* _Description of the task_: Repeat the records exactly, with one exception: no images.

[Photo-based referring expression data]
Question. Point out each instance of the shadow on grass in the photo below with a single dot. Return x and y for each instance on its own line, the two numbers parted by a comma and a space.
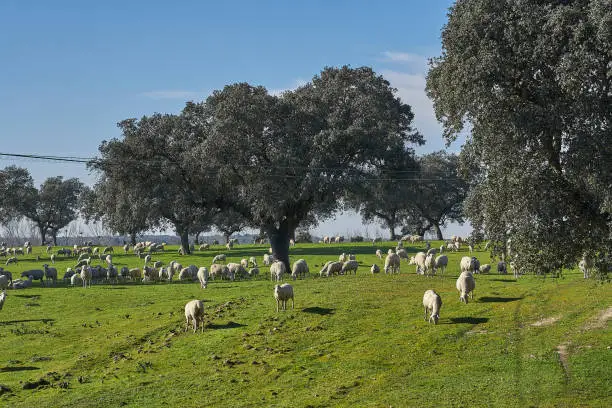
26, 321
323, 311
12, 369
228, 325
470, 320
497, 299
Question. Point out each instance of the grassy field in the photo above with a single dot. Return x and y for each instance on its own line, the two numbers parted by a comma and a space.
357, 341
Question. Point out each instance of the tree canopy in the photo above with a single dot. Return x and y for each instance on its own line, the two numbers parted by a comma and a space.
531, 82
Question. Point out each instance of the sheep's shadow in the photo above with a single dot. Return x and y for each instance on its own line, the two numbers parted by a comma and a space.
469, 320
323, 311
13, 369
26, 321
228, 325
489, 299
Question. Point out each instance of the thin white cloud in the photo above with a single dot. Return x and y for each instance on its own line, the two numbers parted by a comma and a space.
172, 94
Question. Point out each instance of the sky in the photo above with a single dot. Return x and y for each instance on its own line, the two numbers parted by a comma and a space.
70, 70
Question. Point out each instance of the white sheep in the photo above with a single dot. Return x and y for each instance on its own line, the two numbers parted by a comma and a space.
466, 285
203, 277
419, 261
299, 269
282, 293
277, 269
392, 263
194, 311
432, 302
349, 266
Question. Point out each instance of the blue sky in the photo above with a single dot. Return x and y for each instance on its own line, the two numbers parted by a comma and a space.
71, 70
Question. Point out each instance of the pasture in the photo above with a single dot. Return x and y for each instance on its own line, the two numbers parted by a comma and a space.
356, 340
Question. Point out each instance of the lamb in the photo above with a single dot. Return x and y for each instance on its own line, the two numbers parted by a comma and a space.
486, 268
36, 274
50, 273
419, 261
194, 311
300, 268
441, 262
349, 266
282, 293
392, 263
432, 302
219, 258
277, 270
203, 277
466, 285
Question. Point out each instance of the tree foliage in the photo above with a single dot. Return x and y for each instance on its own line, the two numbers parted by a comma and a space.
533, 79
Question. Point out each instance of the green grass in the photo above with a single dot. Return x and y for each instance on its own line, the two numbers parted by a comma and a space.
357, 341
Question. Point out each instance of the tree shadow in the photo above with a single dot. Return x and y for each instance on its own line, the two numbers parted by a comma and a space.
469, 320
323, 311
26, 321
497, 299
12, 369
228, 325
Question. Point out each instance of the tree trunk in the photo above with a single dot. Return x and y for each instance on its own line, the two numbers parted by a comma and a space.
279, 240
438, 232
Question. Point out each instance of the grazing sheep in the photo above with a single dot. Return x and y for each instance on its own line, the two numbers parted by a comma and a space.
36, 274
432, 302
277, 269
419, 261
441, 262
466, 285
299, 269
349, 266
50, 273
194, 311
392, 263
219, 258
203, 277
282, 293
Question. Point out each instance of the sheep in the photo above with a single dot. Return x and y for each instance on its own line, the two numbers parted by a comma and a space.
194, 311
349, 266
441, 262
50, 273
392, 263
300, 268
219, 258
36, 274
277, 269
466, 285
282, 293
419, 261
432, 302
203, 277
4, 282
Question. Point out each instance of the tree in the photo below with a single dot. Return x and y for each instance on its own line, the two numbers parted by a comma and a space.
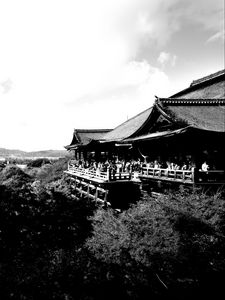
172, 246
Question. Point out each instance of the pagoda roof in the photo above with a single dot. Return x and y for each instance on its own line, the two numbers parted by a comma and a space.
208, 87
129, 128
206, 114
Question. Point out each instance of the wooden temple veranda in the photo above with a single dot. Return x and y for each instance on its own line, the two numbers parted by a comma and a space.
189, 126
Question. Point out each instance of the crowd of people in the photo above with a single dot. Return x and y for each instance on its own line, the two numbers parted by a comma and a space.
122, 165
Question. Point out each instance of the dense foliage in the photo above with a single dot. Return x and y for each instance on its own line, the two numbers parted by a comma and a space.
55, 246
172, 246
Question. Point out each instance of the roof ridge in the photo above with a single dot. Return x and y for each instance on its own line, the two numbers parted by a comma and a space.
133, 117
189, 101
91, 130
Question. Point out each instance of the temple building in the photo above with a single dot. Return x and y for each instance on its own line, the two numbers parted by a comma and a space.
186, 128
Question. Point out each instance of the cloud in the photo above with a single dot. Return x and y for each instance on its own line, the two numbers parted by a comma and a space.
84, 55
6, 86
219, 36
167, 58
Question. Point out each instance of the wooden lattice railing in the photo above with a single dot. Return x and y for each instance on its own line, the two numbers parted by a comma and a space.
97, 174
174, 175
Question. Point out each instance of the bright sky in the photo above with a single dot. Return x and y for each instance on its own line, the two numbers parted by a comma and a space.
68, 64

* _Response_:
Question. Point out each instance of the shadow on grass in the photo below with a single dot. Return x and y for each instance on its own line, the two numbers parted by a comma and a space.
26, 321
323, 311
12, 369
228, 325
470, 320
497, 299
Question. Point out each instance of the grassy field in the photo above with a single dot. Return x and y for each instance on its own line, the two numbers parted by a comma and a space.
357, 341
Question. Point out each instance of the tree canopy in the photo above with a single dot. Return x and y for each instance on its own line, the two numbers parted by a comma and a space.
531, 82
Question. Point out each instance of the sheep's shadow in the photo above with a single dot. Return x and y for each instance on its own line, the two numbers parted by a comma and a space.
469, 320
323, 311
13, 369
26, 321
228, 325
489, 299
Question. Point out each instance of the thin white cloud in the photo above with a single dot. Return x and y for each instance on its own line, the two numbers parted by a comma and a space.
172, 94
Question. Point out each instance of the sky in the photo above with a single dot. Return x and y for each instance on its own line, the two numbers parted by a comma and a space.
70, 70
Question. Point out each instance of the white sheep in the photo above with a single dot. Return x and y for each instance on its own line, the two numbers parted by a comma and a space.
466, 285
203, 277
419, 261
299, 269
282, 293
277, 269
392, 263
194, 311
432, 302
349, 266
Question. Point out each instance of the blue sky in the photo above with a single dot. Return x and y for each instance on its own line, the two numbers parted by a comma and a space.
71, 70
Question. Point out each instance of the pasture in the photo above with a single dot. Return x and y for each instance on its own line, the two numbers parted by a comma and a space.
356, 340
Question. Point out each instance of the lamb in the photo above with a single dot. Return x and y for each instance on its own line, the two numbers parted by a comma and a space.
486, 268
36, 274
50, 273
419, 261
194, 311
300, 268
441, 262
349, 266
282, 293
392, 263
432, 302
219, 258
277, 270
203, 277
466, 285
Question. Point out each instance of the tree foliage in the photo above with a single dot. Return x and y for each instance on its own line, the two numbers parted by a comma and a space.
533, 79
Question. Point out each instance of the green grass in the photo above with a single dot. Return x and y for each instance on its own line, the two numbers parted by a comma and a space.
357, 341
Question. Point out each instance of the tree shadow in the photo above with a single dot. Return x and y for each instance on its own line, the two numbers parted by a comma and a space.
469, 320
323, 311
26, 321
497, 299
12, 369
228, 325
Question. Point out each instance of the tree trunk in the photo above with a single dot. Return x and y for each instance on its own line, the two numbers parted by a comma and a space.
279, 240
438, 232
Question. Point out each instance of the grazing sheep in the photo above with a single dot. Return x and y for each instance on its own line, the two numbers parted by a comma and a space.
36, 274
432, 302
277, 269
419, 261
441, 262
466, 285
299, 269
349, 266
50, 273
194, 311
392, 263
219, 258
203, 277
282, 293
Question. Point out each instance of the sheep in the photo above with a single dot. Return x and y for each instance on its own line, the two numbers parted by a comma and a space.
194, 311
349, 266
441, 262
50, 273
392, 263
300, 268
219, 258
36, 274
277, 269
466, 285
282, 293
419, 261
432, 302
203, 277
4, 282
Question. Point out each instance of the tree in the photo below with a single dot. Return x and y for each instance on its own line, the two numbers parted by a comma and a space.
172, 246
Question. Point out each instance of the pagoda roof in the photo above with a single dot. Return x and y for each instance on its own line, the two numbers parted by a comma and a space.
208, 87
129, 128
206, 114
Question. Point out each instance of the wooden temple veranda in the photo above with a single dot. Return x and y for each instance on its own line, the two numbers parted by a comma and a space.
189, 126
Question. Point out each instance of the crowd of people in the photo above with a single dot. Return x and y for each instance on its own line, the two numbers parted by a comma and a space.
122, 165
Question. Point out each instance of the dense foliage in the photo above with a single dot. Return x and y for each instance on its own line, the two numbers parted by a comma and a space.
55, 246
172, 246
Question. Point out each instance of the roof ridge in the photo above with a single dot. Return x and y for each instance on its own line, the two numbers parted by a comma and a space.
133, 117
189, 101
91, 130
Question. Point out each instance of the temple building in the photo above with a single dot. Return x and y for each instance on its own line, the two numbers parted by a comma and a space.
186, 128
Question. Point out each instance of the cloud in the photo above with a single dot. Return x and y for each instance on its own line, the two numbers parted by a comma and a space.
84, 55
6, 86
219, 36
167, 58
Question. Point out each instance of the wooden lattice railing in the photo above with a single dot. Return x and y for each instance on its own line, the two numbers parted by a comma and a space.
97, 174
174, 175
Question. Point out each instance of the bright sky in the photo above with a single dot. Return x and y for each instance on its own line, the two numbers parted by a comma and a space.
68, 64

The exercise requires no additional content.